Then the king, completely inflexible, was filled with overpowering anger and wrath; so he summoned Hermon, keeper of the elephants,
[2] and ordered him on the following day to drug all the elephants — five hundred in number — with large handfuls of frankincense and plenty of unmixed wine, and to drive them in, maddened by the lavish abundance of liquor, so that the Jews might meet their doom.
[3] When he had given these orders he returned to his feasting, together with those of his friends and of the army who were especially hostile toward the Jews.
[4] And Hermon, keeper of the elephants, proceeded faithfully to carry out the orders.
[5] The servants in charge of the Jews went out in the evening and bound the hands of the wretched people and arranged for their continued custody through the night, convinced that the whole nation would experience its final destruction.
[6] For to the Gentiles it appeared that the Jews were left without any aid,
[7] because in their bonds they were forcibly confined on every side. But with tears and a voice hard to silence they all called upon the Almighty Lord and Ruler of all power, their merciful God and Father, praying
[8] that he avert with vengeance the evil plot against them and in a glorious manifestation rescue them from the fate now prepared for them.

- LISTING
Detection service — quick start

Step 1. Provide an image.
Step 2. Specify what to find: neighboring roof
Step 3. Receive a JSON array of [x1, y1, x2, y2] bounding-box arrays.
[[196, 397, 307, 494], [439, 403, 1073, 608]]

- WHAT THE EXERCISE ASKS
Reproduce the passage about the king's order to drug the elephants in full, word for word.

- FULL SOLUTION
Then the king, completely inflexible, was filled with overpowering anger and wrath; so he summoned Hermon, keeper of the elephants,
[2] and ordered him on the following day to drug all the elephants — five hundred in number — with large handfuls of frankincense and plenty of unmixed wine, and to drive them in, maddened by the lavish abundance of liquor, so that the Jews might meet their doom.
[3] When he had given these orders he returned to his feasting, together with those of his friends and of the army who were especially hostile toward the Jews.
[4] And Hermon, keeper of the elephants, proceeded faithfully to carry out the orders.
[5] The servants in charge of the Jews went out in the evening and bound the hands of the wretched people and arranged for their continued custody through the night, convinced that the whole nation would experience its final destruction.
[6] For to the Gentiles it appeared that the Jews were left without any aid,
[7] because in their bonds they were forcibly confined on every side. But with tears and a voice hard to silence they all called upon the Almighty Lord and Ruler of all power, their merciful God and Father, praying
[8] that he avert with vengeance the evil plot against them and in a glorious manifestation rescue them from the fate now prepared for them.